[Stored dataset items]
.....

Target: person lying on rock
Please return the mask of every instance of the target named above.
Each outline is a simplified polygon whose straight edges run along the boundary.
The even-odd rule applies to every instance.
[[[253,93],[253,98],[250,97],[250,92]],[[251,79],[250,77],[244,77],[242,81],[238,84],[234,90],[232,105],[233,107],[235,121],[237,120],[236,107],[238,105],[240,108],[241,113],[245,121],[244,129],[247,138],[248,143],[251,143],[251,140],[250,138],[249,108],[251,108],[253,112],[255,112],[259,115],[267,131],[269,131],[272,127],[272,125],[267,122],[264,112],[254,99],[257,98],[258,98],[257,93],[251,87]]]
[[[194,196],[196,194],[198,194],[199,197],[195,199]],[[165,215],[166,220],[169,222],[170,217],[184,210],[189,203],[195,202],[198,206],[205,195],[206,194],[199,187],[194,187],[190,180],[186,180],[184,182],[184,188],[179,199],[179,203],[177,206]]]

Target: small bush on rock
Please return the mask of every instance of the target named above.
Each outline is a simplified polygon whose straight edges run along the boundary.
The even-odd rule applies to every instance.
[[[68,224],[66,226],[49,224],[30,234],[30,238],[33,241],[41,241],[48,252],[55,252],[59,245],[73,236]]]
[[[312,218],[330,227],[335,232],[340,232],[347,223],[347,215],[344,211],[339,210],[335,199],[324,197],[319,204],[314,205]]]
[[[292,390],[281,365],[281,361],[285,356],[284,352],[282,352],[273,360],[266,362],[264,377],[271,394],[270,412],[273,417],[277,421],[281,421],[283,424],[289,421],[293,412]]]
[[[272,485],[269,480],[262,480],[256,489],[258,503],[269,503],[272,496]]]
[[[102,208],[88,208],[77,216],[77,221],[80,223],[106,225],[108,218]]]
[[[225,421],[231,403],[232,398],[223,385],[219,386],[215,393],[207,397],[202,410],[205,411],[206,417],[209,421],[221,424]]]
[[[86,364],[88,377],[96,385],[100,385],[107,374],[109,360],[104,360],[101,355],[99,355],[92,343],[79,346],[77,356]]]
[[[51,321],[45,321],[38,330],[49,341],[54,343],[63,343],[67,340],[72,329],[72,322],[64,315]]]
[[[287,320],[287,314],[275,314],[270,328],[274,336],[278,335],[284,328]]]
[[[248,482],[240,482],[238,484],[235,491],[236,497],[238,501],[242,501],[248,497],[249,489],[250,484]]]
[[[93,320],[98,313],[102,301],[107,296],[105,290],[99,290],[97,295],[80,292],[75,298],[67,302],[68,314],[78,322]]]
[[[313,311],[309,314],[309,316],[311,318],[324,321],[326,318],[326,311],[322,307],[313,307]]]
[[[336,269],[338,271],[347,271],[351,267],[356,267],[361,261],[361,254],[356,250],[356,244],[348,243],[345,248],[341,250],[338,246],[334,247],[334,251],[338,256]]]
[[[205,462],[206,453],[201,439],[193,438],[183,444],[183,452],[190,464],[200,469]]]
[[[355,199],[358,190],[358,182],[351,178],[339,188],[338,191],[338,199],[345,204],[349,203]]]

.....

** Exercise prompt **
Reproduce all of the rows above with "closed polygon" substituted for each occurrence of "simplified polygon". Keep everything else unchanged.

** Answer to this problem **
Target: person lying on rock
Please return the mask of every instance of the target named above.
Each outline is a closed polygon whose straight edges run along the boundary.
The even-odd rule applies to every instance.
[[[253,93],[253,98],[250,97],[250,92]],[[251,79],[250,77],[244,77],[242,81],[238,84],[234,90],[232,105],[233,107],[235,121],[237,120],[236,107],[238,105],[240,108],[241,113],[245,121],[244,129],[247,138],[248,143],[251,143],[251,140],[250,138],[249,108],[251,108],[253,112],[255,112],[259,115],[267,131],[269,131],[272,127],[272,125],[267,122],[264,112],[254,99],[257,98],[258,98],[257,93],[251,87]]]
[[[194,196],[196,194],[198,194],[199,197],[195,199]],[[165,215],[166,220],[169,222],[170,217],[184,210],[189,203],[195,202],[198,206],[205,195],[206,194],[199,187],[194,187],[190,180],[186,180],[184,182],[184,188],[179,199],[179,203],[177,206]]]

Target: small bush on rock
Please return the mask of every instance of the target named above.
Each outline is a closed polygon whose straight edges run along the boundary.
The even-odd rule applies to every instance.
[[[68,224],[66,226],[49,224],[30,234],[30,238],[33,241],[41,241],[48,252],[55,252],[59,245],[73,236]]]
[[[312,218],[330,227],[335,232],[340,232],[347,223],[347,215],[344,211],[339,210],[335,199],[324,197],[319,204],[314,205]]]
[[[292,390],[281,365],[281,361],[285,356],[284,352],[282,352],[273,360],[266,362],[264,377],[271,394],[270,412],[273,417],[277,421],[281,421],[283,424],[289,421],[293,412]]]
[[[272,485],[269,480],[262,480],[256,489],[258,503],[269,503],[272,496]]]
[[[102,208],[88,208],[77,216],[77,221],[80,223],[106,225],[108,218]]]
[[[225,421],[231,403],[232,398],[223,385],[219,386],[215,393],[207,397],[202,410],[205,411],[206,417],[209,421],[221,424]]]
[[[86,364],[88,377],[96,385],[100,385],[107,374],[109,360],[104,360],[101,355],[99,355],[92,343],[79,346],[77,356]]]
[[[51,321],[45,321],[38,330],[49,341],[54,343],[63,343],[67,340],[72,329],[72,322],[64,315]]]
[[[287,320],[287,314],[275,314],[270,328],[274,336],[278,335],[284,328]]]
[[[248,482],[240,482],[238,484],[235,491],[236,497],[238,501],[242,501],[248,497],[249,489],[250,484]]]
[[[93,320],[98,313],[102,301],[107,296],[105,290],[99,290],[97,295],[80,292],[75,298],[67,302],[68,314],[78,322]]]
[[[313,311],[309,314],[309,316],[311,318],[324,321],[326,318],[326,311],[322,307],[313,307]]]
[[[336,269],[338,271],[347,271],[351,267],[356,267],[361,261],[361,254],[356,250],[356,244],[348,243],[345,248],[341,250],[338,246],[334,247],[334,251],[338,256]]]
[[[205,462],[206,453],[201,439],[193,438],[183,444],[183,452],[190,464],[200,469]]]
[[[355,199],[358,190],[358,182],[351,178],[339,188],[338,191],[338,199],[345,204],[349,203]]]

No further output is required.